**Stored data:**
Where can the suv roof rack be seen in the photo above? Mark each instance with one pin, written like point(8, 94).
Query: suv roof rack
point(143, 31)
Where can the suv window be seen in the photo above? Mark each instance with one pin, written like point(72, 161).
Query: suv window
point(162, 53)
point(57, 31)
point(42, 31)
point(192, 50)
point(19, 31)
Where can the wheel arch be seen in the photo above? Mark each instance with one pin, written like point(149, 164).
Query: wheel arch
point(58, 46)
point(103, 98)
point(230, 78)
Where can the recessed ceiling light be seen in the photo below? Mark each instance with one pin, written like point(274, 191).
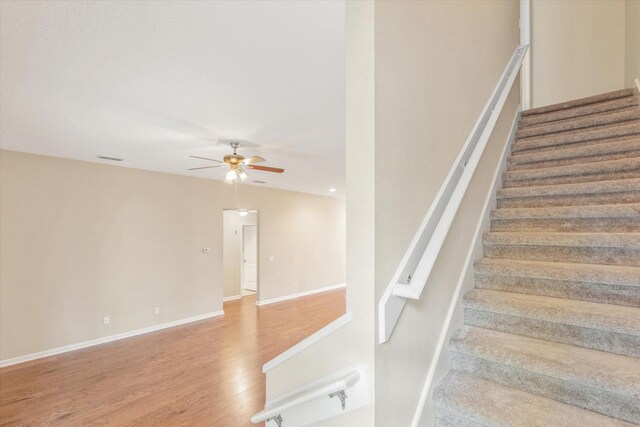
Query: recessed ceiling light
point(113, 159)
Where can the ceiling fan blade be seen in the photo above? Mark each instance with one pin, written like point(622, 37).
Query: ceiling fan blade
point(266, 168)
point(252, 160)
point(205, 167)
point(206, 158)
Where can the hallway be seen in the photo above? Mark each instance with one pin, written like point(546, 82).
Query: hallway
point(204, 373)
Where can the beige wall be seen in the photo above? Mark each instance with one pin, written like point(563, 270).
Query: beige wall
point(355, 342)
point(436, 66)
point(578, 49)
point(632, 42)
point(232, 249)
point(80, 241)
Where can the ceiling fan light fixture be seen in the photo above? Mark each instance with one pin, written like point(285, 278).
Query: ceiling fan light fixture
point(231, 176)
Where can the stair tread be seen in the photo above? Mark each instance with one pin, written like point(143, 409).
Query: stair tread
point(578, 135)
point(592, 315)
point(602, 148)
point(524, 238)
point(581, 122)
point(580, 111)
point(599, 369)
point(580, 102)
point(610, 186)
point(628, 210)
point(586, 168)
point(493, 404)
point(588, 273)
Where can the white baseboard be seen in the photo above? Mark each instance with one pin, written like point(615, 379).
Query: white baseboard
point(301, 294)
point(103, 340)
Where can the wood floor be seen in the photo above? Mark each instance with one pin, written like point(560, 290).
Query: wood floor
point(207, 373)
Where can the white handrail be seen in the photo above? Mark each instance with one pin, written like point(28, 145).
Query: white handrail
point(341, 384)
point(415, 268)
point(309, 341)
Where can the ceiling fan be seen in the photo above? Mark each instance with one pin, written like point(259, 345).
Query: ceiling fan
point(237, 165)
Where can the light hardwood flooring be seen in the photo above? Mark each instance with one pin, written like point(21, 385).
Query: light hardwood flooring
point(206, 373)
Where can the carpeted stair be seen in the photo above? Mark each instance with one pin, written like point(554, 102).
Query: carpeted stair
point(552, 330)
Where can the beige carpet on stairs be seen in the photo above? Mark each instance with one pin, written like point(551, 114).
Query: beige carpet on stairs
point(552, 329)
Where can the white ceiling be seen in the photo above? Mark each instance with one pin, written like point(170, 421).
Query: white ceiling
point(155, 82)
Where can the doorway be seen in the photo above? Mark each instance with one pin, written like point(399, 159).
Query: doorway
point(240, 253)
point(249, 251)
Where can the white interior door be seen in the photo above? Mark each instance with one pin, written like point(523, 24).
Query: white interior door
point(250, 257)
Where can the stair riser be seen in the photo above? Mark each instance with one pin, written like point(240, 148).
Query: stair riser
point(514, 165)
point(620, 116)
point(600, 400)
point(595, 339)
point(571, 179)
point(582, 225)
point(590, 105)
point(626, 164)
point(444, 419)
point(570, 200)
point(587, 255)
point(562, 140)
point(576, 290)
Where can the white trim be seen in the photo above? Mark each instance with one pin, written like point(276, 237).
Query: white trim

**Short problem:**
Copy all of the material above word for word, leaving out the pictures.

**Solved exercise:**
Where can the suv roof rack be seen in the photo above? Mark each instance with one pin, written like point(8, 94).
Query: suv roof rack
point(143, 31)
Where can the suv window be seen in the photo above? Mark each instance with one pin, written like point(72, 161).
Query: suv window
point(162, 53)
point(57, 31)
point(42, 31)
point(192, 50)
point(19, 31)
Where can the wheel arch be seen in the photo above? Mark each instance with one pin, written like point(149, 164).
Query: wheel arch
point(58, 46)
point(103, 98)
point(230, 78)
Where can the recessed ceiling light be seen in the photo below? Mark each instance with one pin, written like point(274, 191).
Query: recessed ceiling light
point(113, 159)
Where can the ceiling fan blade be seen in the photo above? Mark each instance with one pin, written like point(622, 37).
Query: ceiling fan blade
point(266, 168)
point(252, 160)
point(205, 167)
point(206, 158)
Where can the hallway be seen in the photo above? Mark each instance with one pin, written like point(546, 82).
Query: hallway
point(204, 373)
Where can the beige wall be seen in the photo above? Mark each instance with one pin, written like point(563, 270).
Query: beige wall
point(355, 342)
point(436, 66)
point(578, 49)
point(632, 42)
point(232, 249)
point(80, 241)
Where can the ceiling fan light fixture be seen in the photo above? Mark each instance with one pin, written like point(285, 278).
Query: ceiling fan light fixture
point(231, 176)
Where can the stair tread be seen in the photo above? Mark each instance with one pin, written like point(143, 409).
Query: stair tread
point(578, 135)
point(592, 315)
point(602, 148)
point(524, 238)
point(581, 122)
point(580, 111)
point(599, 369)
point(580, 102)
point(610, 186)
point(628, 210)
point(586, 168)
point(493, 404)
point(588, 273)
Where can the white baseboard be seen in the photo above? Mark each instance with one pin, written like point(615, 379).
Query: white baseboard
point(301, 294)
point(103, 340)
Where can the wood floor be seen in the photo above? Mark each instance with one pin, written like point(560, 290).
Query: wood floor
point(207, 373)
Where can the white handrail be seen in the photo above? Mark each instance with one pin, written like point(28, 145).
Query: white handrail
point(341, 384)
point(415, 268)
point(309, 341)
Where can the ceiling fan be seen in the photo above? Mark each instance with one pin, written like point(259, 345).
Query: ceiling fan
point(237, 165)
Where can the light hardwood flooring be seen in the photo above? Mark each instance with one pin, written like point(21, 385).
Query: light hardwood flooring
point(206, 373)
Where can the carpeted stair be seen in the photo above? Mark each instance with one pin, written like point(554, 102).
Query: carpeted stair
point(552, 330)
Where can the beige carpet on stairs be seen in the photo above? Mark each instance with one pin, written like point(551, 114).
Query: beige carpet on stairs
point(552, 329)
Where can the white ceiling be seen in the photo above? Mark each instance with one pin, written like point(170, 421).
Query: white ceiling
point(155, 82)
Where can the doorway be seen in the photo above? Mark each instance with one pin, written like point(399, 159).
Query: doorway
point(240, 253)
point(249, 251)
Where can the white interior door be seen in the photo above? Mark each instance with one pin, written like point(523, 24).
Query: white interior door
point(250, 257)
Where can the stair riser be seen in the photo above? Mark each instance with one pin, written like point(240, 148).
Query: stair riser
point(514, 165)
point(620, 116)
point(600, 400)
point(595, 339)
point(571, 179)
point(582, 225)
point(590, 105)
point(626, 164)
point(444, 419)
point(570, 200)
point(587, 255)
point(562, 140)
point(576, 290)
Where can the white trim be seen in the photo above? Mark each instance with one pin, written like point(276, 237).
Query: white trim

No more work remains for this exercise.